§ **Records for processing**
***
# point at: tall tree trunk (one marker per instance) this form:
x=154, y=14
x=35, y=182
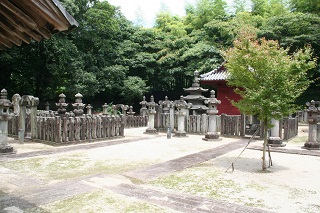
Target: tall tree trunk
x=265, y=136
***
§ **What you are asked to do**
Restate the material word for word, minus pictures.

§ **Exercise output**
# point at: tall tree trunk (one marker per instance) this form:
x=154, y=14
x=35, y=182
Target: tall tree trunk
x=265, y=136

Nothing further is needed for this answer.